┌────────

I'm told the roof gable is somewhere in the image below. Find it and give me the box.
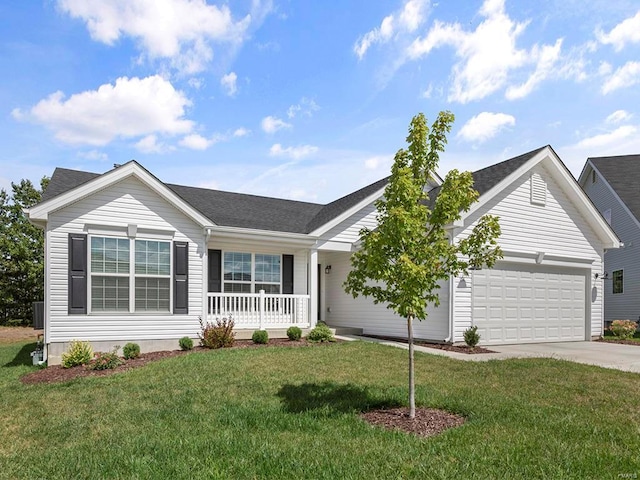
[28,160,211,227]
[581,155,640,220]
[462,145,620,248]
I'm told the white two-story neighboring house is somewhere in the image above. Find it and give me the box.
[579,155,640,324]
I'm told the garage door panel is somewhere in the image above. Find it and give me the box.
[472,265,586,344]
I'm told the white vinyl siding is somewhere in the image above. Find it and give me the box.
[584,168,640,324]
[46,177,204,342]
[453,164,603,342]
[321,253,449,341]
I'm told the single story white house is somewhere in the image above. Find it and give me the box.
[28,146,619,364]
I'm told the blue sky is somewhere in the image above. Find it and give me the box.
[0,0,640,203]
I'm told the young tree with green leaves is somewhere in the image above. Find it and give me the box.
[0,177,49,324]
[344,112,502,418]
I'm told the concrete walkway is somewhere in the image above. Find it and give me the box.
[336,335,640,373]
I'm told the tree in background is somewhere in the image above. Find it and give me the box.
[344,112,502,418]
[0,177,49,325]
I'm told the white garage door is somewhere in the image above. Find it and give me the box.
[472,265,585,345]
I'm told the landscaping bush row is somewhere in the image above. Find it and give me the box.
[62,318,335,370]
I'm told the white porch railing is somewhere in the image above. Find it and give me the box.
[207,290,310,330]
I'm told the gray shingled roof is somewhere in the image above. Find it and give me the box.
[428,146,546,208]
[42,168,387,233]
[42,147,545,233]
[589,155,640,220]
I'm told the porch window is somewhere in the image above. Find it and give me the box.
[90,237,171,312]
[613,270,624,293]
[223,252,282,293]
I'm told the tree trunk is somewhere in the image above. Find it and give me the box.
[407,315,416,418]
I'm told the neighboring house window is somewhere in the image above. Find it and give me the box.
[90,237,171,312]
[613,270,624,293]
[223,252,282,293]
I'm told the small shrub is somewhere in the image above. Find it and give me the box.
[89,346,124,370]
[122,343,140,360]
[251,330,269,345]
[178,337,193,350]
[287,327,302,341]
[62,340,93,368]
[307,323,336,342]
[609,320,638,339]
[463,325,480,348]
[198,317,236,348]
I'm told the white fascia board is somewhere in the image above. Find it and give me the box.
[578,158,595,188]
[309,185,386,237]
[206,225,317,247]
[462,146,620,248]
[29,161,213,227]
[318,241,353,252]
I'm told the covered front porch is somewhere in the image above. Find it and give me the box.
[207,290,311,330]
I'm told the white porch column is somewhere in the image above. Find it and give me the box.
[308,248,318,328]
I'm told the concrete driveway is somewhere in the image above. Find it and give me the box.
[336,335,640,373]
[488,342,640,373]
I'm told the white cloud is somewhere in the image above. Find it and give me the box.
[605,110,632,123]
[405,0,562,103]
[364,155,393,170]
[179,133,215,150]
[261,115,291,133]
[602,61,640,95]
[353,0,429,59]
[287,97,320,118]
[505,39,562,100]
[134,135,168,153]
[220,72,238,97]
[187,77,204,90]
[233,127,251,137]
[269,143,318,160]
[12,75,194,146]
[575,125,638,149]
[596,11,640,52]
[77,150,109,162]
[458,112,516,143]
[58,0,264,74]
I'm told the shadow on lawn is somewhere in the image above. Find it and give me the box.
[278,382,399,413]
[3,342,36,367]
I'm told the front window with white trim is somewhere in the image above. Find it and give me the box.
[90,236,171,313]
[223,252,282,293]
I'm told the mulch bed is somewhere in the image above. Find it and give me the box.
[361,407,465,437]
[362,335,496,355]
[596,337,640,347]
[20,338,340,385]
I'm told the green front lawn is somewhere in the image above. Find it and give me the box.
[0,342,640,479]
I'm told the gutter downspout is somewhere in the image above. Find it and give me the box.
[444,229,455,343]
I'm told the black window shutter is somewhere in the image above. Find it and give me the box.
[67,233,87,315]
[173,242,189,314]
[282,255,293,295]
[208,250,222,292]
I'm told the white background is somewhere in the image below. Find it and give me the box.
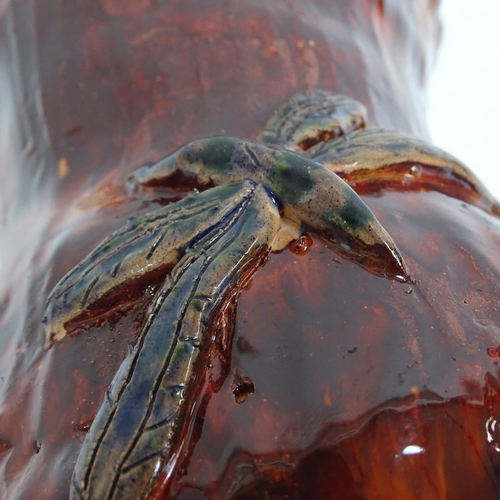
[427,0,500,199]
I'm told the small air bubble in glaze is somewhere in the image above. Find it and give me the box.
[288,234,313,255]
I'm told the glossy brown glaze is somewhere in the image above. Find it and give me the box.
[0,0,500,500]
[148,192,500,499]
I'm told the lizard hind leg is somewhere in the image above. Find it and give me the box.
[257,90,366,153]
[70,182,280,500]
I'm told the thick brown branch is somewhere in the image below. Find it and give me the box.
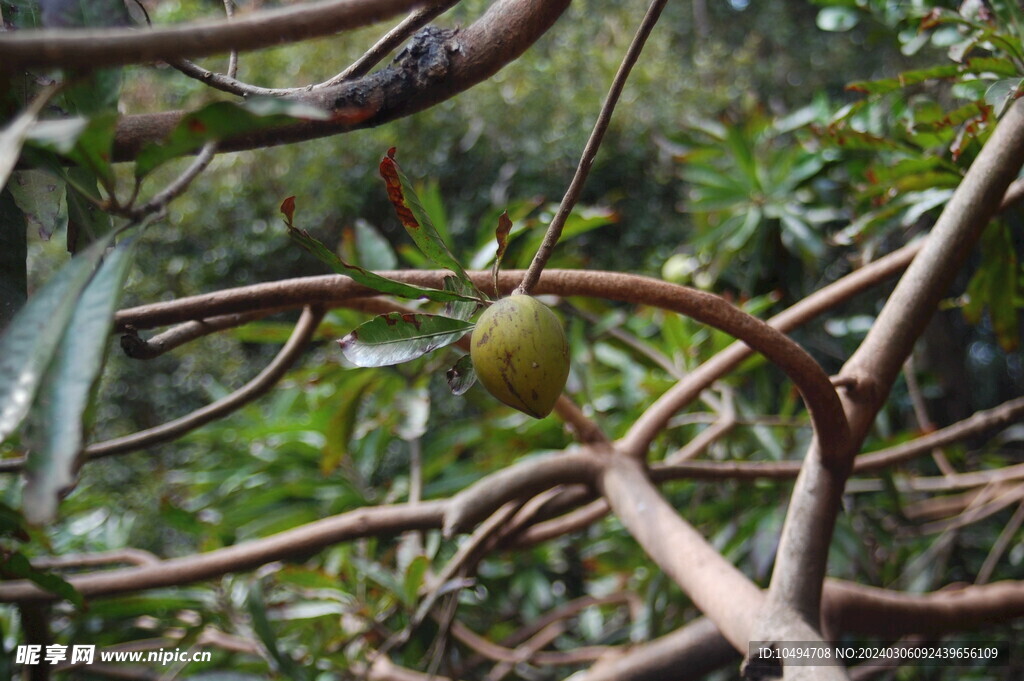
[821,580,1024,640]
[114,0,568,161]
[117,269,851,471]
[0,501,445,602]
[758,101,1024,639]
[0,0,425,70]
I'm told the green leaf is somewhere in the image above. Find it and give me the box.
[246,583,310,681]
[7,170,68,240]
[0,231,109,441]
[23,239,136,524]
[963,220,1020,352]
[985,77,1024,117]
[846,63,959,94]
[817,7,860,33]
[321,372,377,474]
[26,113,118,188]
[288,225,475,302]
[0,189,29,329]
[0,91,49,186]
[338,312,473,367]
[135,97,330,177]
[380,147,475,288]
[0,550,84,608]
[444,275,486,322]
[444,354,476,395]
[490,211,512,298]
[401,555,430,608]
[355,219,398,269]
[67,167,114,253]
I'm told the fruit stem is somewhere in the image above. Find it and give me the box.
[513,0,668,294]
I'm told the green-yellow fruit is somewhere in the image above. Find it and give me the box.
[470,295,569,419]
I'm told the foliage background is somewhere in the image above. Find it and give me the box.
[0,0,1024,679]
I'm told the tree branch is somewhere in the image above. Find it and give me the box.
[113,0,569,161]
[84,307,324,461]
[0,0,436,71]
[758,96,1024,640]
[0,501,446,602]
[513,0,668,294]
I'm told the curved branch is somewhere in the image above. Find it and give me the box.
[821,580,1024,639]
[121,310,269,359]
[116,269,847,464]
[90,307,324,460]
[758,95,1024,640]
[114,0,569,161]
[514,397,1024,547]
[0,501,446,602]
[0,0,425,71]
[443,449,600,537]
[515,0,667,293]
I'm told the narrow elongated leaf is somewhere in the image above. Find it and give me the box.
[0,231,109,441]
[288,226,476,302]
[354,220,398,269]
[135,97,330,177]
[23,239,135,524]
[0,93,47,186]
[444,276,482,322]
[380,146,473,286]
[7,170,68,240]
[846,63,959,94]
[445,354,476,395]
[246,583,309,681]
[0,189,29,327]
[401,555,430,608]
[338,312,473,367]
[321,371,377,475]
[67,167,114,253]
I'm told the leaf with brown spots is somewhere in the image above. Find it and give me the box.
[380,146,483,298]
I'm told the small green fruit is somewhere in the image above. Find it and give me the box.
[470,295,569,419]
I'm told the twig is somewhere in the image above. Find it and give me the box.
[113,0,569,161]
[513,0,668,294]
[918,484,1024,535]
[483,622,565,681]
[224,0,239,78]
[129,141,217,220]
[32,549,160,570]
[665,387,736,464]
[84,307,324,460]
[0,0,423,70]
[168,0,460,97]
[903,353,956,475]
[974,502,1024,584]
[0,501,446,602]
[121,310,270,359]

└────────

任务要求:
将从含有“I'm told the thick”的那一行到含有“[0,0,425,70]”的那一行（首尾两行均包括在内）的数据重写一遍，其余文字保持不变，只把答案中的边界框坐标乘以1.3进行缩放，并四舍五入为整数（0.5向上进位）。输出时不要包含图片。

问题解答:
I'm told the thick brown branch is somewhere in the image below. Find it and give me the box.
[1067,754,1331,832]
[148,0,738,209]
[152,350,1106,612]
[0,651,579,783]
[985,131,1331,831]
[0,0,553,91]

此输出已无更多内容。